[Entries shown start]

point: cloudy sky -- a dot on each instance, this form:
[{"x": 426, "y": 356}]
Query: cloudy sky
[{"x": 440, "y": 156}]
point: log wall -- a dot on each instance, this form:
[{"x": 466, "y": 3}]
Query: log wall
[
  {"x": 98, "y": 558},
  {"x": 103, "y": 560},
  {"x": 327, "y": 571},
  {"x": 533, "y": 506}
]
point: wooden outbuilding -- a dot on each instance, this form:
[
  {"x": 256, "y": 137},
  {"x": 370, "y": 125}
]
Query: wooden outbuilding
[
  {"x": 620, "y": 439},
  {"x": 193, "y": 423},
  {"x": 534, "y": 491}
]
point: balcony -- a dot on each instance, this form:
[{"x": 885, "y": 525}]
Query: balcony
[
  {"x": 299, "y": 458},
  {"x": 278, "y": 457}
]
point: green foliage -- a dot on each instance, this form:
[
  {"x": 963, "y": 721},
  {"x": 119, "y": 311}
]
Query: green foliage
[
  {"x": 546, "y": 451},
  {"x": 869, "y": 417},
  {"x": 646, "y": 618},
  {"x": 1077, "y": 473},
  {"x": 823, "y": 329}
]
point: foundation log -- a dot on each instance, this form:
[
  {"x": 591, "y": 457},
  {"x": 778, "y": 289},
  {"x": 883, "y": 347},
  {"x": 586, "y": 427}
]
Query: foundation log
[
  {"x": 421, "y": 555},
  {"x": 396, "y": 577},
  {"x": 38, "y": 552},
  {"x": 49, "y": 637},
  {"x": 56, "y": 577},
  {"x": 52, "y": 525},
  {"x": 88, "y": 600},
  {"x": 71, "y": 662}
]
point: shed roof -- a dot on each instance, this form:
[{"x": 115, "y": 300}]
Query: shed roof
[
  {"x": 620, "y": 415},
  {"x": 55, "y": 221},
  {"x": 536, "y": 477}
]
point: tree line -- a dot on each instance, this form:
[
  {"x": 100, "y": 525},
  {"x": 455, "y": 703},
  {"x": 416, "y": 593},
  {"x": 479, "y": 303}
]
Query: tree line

[Entries shown end]

Rewrite the rows from the line containing "point: green foliage" through the end of the rows, inclusive, keeping the requests and multiplying every x and y coordinate in the answers by 1.1, rounded to whole numbers with halves going up. Leave the numbers in the requests and their format samples as they are.

Reply to the task:
point: green foliage -- a dot on each instance, this form:
[
  {"x": 963, "y": 721},
  {"x": 119, "y": 311}
]
Query: green foliage
[
  {"x": 601, "y": 496},
  {"x": 956, "y": 459},
  {"x": 711, "y": 680},
  {"x": 1185, "y": 520},
  {"x": 905, "y": 362}
]
point: foundation log -- a dot on each instance, this form:
[
  {"x": 591, "y": 457},
  {"x": 778, "y": 289},
  {"x": 883, "y": 347},
  {"x": 586, "y": 427}
]
Query: foundation log
[
  {"x": 463, "y": 611},
  {"x": 436, "y": 635},
  {"x": 42, "y": 607},
  {"x": 54, "y": 701},
  {"x": 62, "y": 635},
  {"x": 57, "y": 578},
  {"x": 97, "y": 660},
  {"x": 78, "y": 728}
]
point: shed roof -- a dot on each instance, this form:
[{"x": 115, "y": 300}]
Query: shed roof
[
  {"x": 682, "y": 457},
  {"x": 61, "y": 243},
  {"x": 590, "y": 525}
]
point: tree line -- a dot on each instance, this form:
[
  {"x": 100, "y": 525},
  {"x": 455, "y": 703},
  {"x": 416, "y": 593},
  {"x": 479, "y": 303}
]
Query: tree line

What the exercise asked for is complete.